▶ Assigned task A
In the text on responding to student writing, how many areas of a paper should a response cover?
▶ Assigned task B
Resume the text on strategies for responding to student writing, picking up after its final sentence.

▶ Extract provided
/---

Response Strategies. Ahhh . . . the rubber is hitting the road: you’re actually sitting down (or standing, or unicycling, or whatever) to respond to those 35 research paper drafts. Well, maybe you’ll watch a little of the game first. And the dog needs to be washed. And this book needs to be finished–just one more chapter. The following strategies work better when the assignment sets them up.
- Only respond to three areas of the writing. This strategy is predicated on the idea that responding isn’t necessarily teaching. Responding doesn’t necessarily imply that learning will take place, especially when the response is “thorough” (in the Paper Era, making the page bleed red ink). If, for example, you imply that a section of the paper needs to be re-written because the student failed to account for a major piece of evidence, all other comments that address that section become problematic. Instead, pick out the three most important issues the student needs to work on first, and hammer those issues home. There’s at least a decent chance that if the student comes to understand why those issues are issues, other issues will become more apparent for the student.
- It really should be about encouraging the writer to become a better writer, a writer more aware of how their writing is experienced by readers, a writer who doesn’t simply understand the rulebook but understands why the rules exist and when they can be broken. Try to respond as a reader. Talk about what happened to you as you tried to reconstruct the ideas through the strings of words and punctuation.

\---

▶ Entries shown
/---

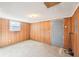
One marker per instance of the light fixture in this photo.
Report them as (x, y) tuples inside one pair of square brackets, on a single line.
[(34, 15)]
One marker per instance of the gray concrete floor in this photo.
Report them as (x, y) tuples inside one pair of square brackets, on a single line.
[(31, 49)]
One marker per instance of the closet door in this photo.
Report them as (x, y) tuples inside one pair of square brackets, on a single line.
[(75, 31), (58, 33)]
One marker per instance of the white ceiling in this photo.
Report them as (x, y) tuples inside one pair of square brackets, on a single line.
[(21, 10)]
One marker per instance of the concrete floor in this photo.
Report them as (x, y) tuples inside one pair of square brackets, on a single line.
[(31, 49)]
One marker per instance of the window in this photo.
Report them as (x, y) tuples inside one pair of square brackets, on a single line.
[(14, 26)]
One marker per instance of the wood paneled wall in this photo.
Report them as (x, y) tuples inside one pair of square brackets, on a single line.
[(72, 41), (67, 33), (75, 31), (41, 31), (8, 37)]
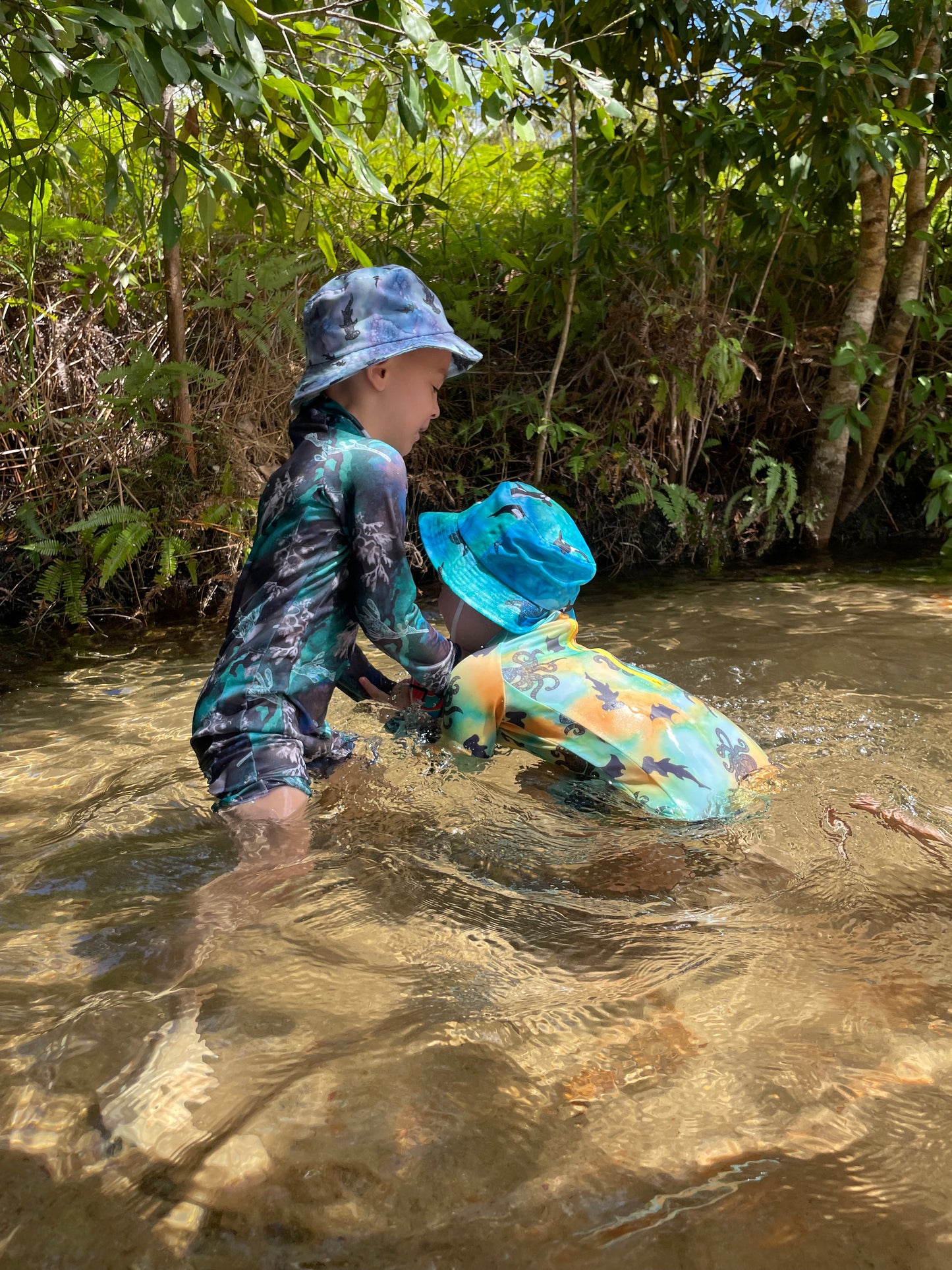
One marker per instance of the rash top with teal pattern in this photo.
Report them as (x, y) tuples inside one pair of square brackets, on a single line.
[(668, 749), (328, 556)]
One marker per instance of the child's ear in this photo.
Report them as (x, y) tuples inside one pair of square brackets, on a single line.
[(378, 375)]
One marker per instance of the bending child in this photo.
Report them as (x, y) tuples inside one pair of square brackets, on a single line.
[(329, 553), (512, 567)]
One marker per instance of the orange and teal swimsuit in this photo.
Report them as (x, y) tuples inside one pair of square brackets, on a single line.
[(668, 749)]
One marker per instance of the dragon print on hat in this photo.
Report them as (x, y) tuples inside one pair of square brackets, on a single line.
[(366, 316)]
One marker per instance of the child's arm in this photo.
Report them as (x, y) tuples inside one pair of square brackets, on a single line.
[(383, 590), (474, 705)]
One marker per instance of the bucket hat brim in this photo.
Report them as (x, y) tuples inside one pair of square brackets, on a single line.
[(316, 379), (459, 569)]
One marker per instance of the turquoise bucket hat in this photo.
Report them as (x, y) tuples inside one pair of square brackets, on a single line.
[(366, 316), (517, 556)]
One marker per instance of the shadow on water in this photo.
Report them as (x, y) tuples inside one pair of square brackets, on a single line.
[(466, 1019)]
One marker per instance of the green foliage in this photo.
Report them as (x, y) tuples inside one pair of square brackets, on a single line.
[(109, 540)]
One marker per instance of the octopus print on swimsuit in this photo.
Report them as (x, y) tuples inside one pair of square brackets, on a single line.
[(669, 751)]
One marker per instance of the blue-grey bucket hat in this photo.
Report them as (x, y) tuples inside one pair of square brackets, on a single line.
[(517, 558), (366, 316)]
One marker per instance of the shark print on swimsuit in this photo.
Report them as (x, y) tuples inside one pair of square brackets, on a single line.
[(646, 737), (328, 556)]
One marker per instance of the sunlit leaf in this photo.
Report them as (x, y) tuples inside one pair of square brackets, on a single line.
[(375, 108), (187, 14), (175, 65)]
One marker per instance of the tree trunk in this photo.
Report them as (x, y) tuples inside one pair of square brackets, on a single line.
[(174, 299), (546, 420), (882, 388), (860, 484), (829, 459)]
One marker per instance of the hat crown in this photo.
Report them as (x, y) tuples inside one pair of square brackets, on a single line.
[(528, 542), (368, 309)]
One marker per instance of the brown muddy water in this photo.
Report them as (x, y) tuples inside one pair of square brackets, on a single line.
[(466, 1020)]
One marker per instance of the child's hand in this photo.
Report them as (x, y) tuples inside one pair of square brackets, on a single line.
[(399, 697)]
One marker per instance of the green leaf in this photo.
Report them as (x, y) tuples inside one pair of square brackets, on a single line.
[(252, 49), (244, 11), (187, 14), (438, 56), (102, 74), (175, 65), (457, 79), (242, 94), (531, 71), (375, 108), (327, 246), (415, 23), (494, 108), (410, 104), (367, 178), (208, 208), (522, 126), (169, 221), (361, 257), (301, 221), (145, 76), (914, 308)]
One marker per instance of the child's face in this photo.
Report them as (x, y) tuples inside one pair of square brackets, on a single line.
[(467, 627), (404, 399)]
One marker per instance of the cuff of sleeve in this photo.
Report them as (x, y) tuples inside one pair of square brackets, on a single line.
[(430, 703)]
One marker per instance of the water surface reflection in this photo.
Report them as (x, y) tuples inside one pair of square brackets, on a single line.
[(466, 1020)]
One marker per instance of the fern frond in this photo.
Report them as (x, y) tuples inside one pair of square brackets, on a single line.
[(112, 515), (74, 582), (172, 550), (125, 549), (51, 583), (49, 548)]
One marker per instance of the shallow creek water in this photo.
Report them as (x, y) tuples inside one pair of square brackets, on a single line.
[(462, 1022)]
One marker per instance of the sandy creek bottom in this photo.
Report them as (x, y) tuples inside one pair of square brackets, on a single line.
[(461, 1023)]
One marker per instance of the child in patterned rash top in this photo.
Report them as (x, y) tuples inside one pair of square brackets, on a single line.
[(512, 568), (329, 553)]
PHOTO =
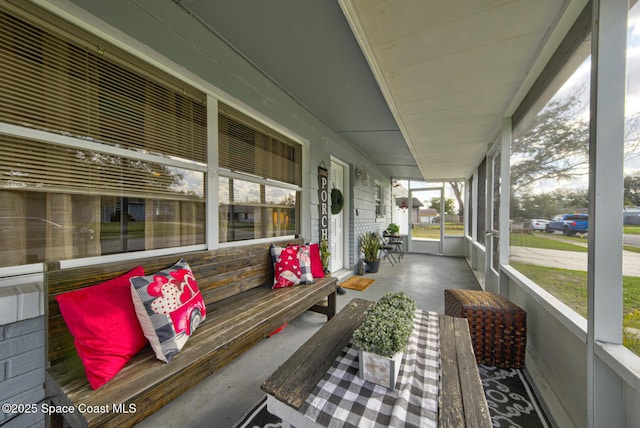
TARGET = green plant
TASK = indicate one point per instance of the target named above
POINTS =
(387, 325)
(370, 247)
(393, 228)
(325, 255)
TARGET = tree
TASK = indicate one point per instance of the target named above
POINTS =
(555, 146)
(448, 205)
(457, 187)
(547, 205)
(632, 189)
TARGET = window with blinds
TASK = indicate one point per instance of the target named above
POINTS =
(61, 201)
(260, 180)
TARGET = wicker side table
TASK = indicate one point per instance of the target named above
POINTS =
(498, 327)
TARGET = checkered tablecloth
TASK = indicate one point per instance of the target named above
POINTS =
(342, 399)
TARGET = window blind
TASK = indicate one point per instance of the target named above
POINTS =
(61, 85)
(247, 146)
(45, 167)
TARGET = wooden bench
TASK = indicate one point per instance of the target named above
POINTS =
(242, 310)
(461, 399)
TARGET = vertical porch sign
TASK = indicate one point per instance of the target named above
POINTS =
(323, 193)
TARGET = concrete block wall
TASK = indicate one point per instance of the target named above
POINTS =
(22, 373)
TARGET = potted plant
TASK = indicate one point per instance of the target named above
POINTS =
(370, 246)
(393, 229)
(383, 337)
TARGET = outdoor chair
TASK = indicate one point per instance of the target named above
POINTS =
(387, 250)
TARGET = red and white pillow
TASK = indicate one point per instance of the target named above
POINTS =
(104, 326)
(291, 265)
(169, 306)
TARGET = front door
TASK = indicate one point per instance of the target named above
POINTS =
(336, 241)
(425, 221)
(492, 234)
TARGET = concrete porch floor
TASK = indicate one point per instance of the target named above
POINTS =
(221, 399)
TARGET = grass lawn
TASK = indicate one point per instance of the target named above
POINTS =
(570, 287)
(632, 229)
(432, 231)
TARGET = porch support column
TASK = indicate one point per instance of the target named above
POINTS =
(606, 159)
(505, 202)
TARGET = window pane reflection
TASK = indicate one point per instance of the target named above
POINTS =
(252, 210)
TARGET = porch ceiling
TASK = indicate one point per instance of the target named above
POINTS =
(423, 86)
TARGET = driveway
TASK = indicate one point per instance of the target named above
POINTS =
(570, 259)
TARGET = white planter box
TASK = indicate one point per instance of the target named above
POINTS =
(381, 370)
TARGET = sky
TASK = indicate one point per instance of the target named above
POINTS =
(580, 79)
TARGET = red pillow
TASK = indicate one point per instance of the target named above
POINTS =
(316, 264)
(104, 325)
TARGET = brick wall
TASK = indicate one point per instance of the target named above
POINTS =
(22, 371)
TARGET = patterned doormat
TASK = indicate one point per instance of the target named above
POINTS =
(510, 396)
(359, 283)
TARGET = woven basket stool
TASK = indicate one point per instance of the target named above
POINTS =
(498, 327)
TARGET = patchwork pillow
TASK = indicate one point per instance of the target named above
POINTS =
(286, 267)
(169, 307)
(317, 271)
(103, 322)
(304, 258)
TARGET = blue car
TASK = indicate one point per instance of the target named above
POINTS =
(568, 224)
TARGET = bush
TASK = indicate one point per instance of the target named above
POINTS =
(387, 325)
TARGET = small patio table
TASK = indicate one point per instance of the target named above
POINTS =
(319, 387)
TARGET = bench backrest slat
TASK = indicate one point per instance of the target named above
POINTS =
(220, 273)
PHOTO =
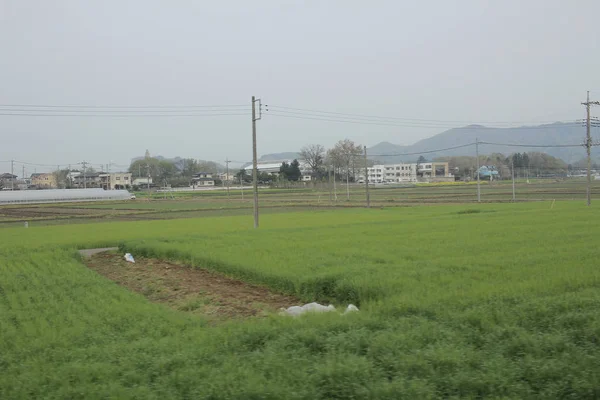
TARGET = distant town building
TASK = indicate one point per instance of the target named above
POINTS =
(7, 180)
(44, 180)
(406, 173)
(116, 180)
(142, 181)
(488, 172)
(203, 179)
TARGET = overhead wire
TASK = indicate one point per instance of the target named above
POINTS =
(123, 106)
(422, 152)
(365, 121)
(272, 107)
(119, 115)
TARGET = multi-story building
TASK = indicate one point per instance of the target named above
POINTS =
(116, 180)
(412, 172)
(7, 179)
(87, 180)
(203, 179)
(393, 173)
(43, 181)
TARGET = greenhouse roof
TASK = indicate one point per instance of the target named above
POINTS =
(61, 195)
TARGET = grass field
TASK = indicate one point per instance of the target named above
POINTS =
(218, 202)
(457, 301)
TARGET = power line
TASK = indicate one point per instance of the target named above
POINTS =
(122, 106)
(422, 152)
(122, 111)
(305, 110)
(530, 145)
(118, 115)
(398, 124)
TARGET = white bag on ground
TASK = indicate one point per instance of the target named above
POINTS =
(310, 307)
(350, 308)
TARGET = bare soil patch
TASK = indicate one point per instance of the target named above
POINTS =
(190, 289)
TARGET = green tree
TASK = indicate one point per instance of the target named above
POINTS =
(294, 171)
(139, 168)
(243, 176)
(313, 156)
(420, 161)
(284, 170)
(190, 167)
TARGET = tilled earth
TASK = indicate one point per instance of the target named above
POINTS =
(189, 289)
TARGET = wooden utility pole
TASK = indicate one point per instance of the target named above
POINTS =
(477, 172)
(330, 188)
(254, 160)
(588, 146)
(367, 179)
(513, 174)
(227, 175)
(83, 164)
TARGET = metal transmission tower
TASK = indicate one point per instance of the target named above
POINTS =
(254, 157)
(227, 175)
(588, 145)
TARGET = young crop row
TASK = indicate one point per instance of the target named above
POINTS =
(500, 303)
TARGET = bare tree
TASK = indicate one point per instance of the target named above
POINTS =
(314, 156)
(348, 156)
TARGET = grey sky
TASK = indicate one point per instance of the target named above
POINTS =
(527, 60)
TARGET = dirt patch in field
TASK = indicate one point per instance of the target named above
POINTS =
(189, 289)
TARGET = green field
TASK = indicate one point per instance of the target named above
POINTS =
(457, 301)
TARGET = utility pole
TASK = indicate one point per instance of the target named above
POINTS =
(330, 188)
(513, 175)
(367, 179)
(334, 187)
(227, 175)
(148, 181)
(242, 186)
(254, 159)
(83, 164)
(588, 146)
(477, 172)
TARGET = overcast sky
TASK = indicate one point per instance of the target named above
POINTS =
(471, 61)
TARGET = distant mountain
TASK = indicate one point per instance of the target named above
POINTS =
(178, 161)
(551, 134)
(278, 156)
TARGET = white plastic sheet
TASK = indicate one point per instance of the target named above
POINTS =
(313, 307)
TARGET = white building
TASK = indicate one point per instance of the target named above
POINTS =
(392, 173)
(116, 180)
(142, 181)
(203, 179)
(413, 172)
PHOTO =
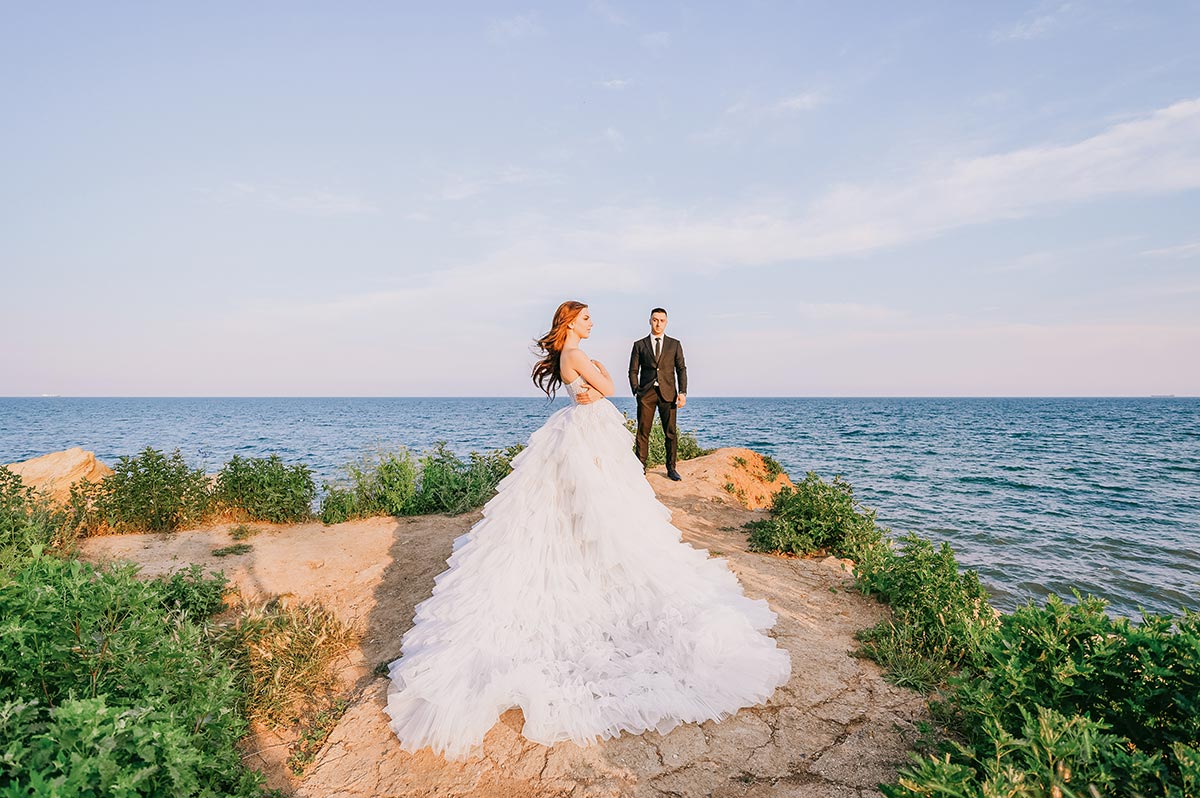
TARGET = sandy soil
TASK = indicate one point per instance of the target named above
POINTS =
(834, 731)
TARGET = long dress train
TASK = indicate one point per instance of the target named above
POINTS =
(575, 599)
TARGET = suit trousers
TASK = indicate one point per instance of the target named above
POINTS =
(647, 402)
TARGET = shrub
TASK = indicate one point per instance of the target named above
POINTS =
(192, 593)
(940, 618)
(102, 693)
(148, 492)
(816, 516)
(264, 489)
(399, 484)
(29, 523)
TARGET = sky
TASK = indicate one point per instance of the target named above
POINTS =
(391, 199)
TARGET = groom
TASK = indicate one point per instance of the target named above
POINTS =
(654, 365)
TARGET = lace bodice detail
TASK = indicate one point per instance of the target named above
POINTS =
(575, 385)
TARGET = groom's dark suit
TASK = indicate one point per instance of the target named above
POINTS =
(653, 382)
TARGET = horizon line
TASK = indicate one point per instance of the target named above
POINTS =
(690, 397)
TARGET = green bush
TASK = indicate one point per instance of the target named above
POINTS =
(396, 483)
(264, 489)
(192, 593)
(1135, 687)
(687, 447)
(148, 492)
(102, 693)
(816, 516)
(29, 523)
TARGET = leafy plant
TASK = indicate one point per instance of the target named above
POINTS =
(103, 693)
(241, 532)
(148, 492)
(396, 483)
(193, 593)
(29, 522)
(265, 489)
(816, 516)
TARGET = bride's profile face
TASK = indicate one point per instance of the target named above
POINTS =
(582, 323)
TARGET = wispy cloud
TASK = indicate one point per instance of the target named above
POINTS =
(1155, 154)
(465, 186)
(515, 28)
(616, 138)
(657, 41)
(1036, 25)
(1180, 251)
(607, 12)
(306, 202)
(801, 102)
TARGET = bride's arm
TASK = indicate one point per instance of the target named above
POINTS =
(597, 377)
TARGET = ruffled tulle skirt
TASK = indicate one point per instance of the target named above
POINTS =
(575, 600)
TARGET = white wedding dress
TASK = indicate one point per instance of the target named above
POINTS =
(574, 599)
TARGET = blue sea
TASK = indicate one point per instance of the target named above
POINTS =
(1037, 495)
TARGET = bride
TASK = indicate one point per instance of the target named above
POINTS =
(574, 599)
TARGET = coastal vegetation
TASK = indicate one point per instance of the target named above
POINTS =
(265, 489)
(118, 685)
(401, 484)
(1056, 700)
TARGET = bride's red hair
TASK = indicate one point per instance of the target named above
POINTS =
(546, 373)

\---

▶ Final answer A
Only three areas of the writing.

▶ Final answer B
- Recognize/confirm effective writing. Pick out three practices/moves that worked really well and explain why they work. It’s not good enough to say “good!” in the margin. Add a little to explain why: “Throughout this paragraph, and especially where I’ve highlighted in blue, I really get the feeling that you’re thinking about me as a reader. You’re anticipating what I’m thinking, and it engages me!” Yes, this adds more response time, but it motivates writers and engages them in their writing, and that may lead to fewer issues in future drafts and assignments.
- Ignore grammar, unless it is an area upon which you’ve chosen to focus. For some, this writer included, the basic nuts and bolts of the language are an obsession. But is this the time and place to teach the basic nuts and bolts? Because writers don’t suddenly “get” how to use commas after one explanatory comment in the margin. It takes time, practice, feedback, and a lot of reading to master the nuts and bolts of a language. If you want to take the time, great, but it might be better to make a general note about consistent errors and then suggest the Writing Center. Although the Writing Center is primarily about providing a reader’s experience, they can work with those nuts-and-bolts issues. See also International Students Writing at Truman in the Faculty Resources area of the WAC website.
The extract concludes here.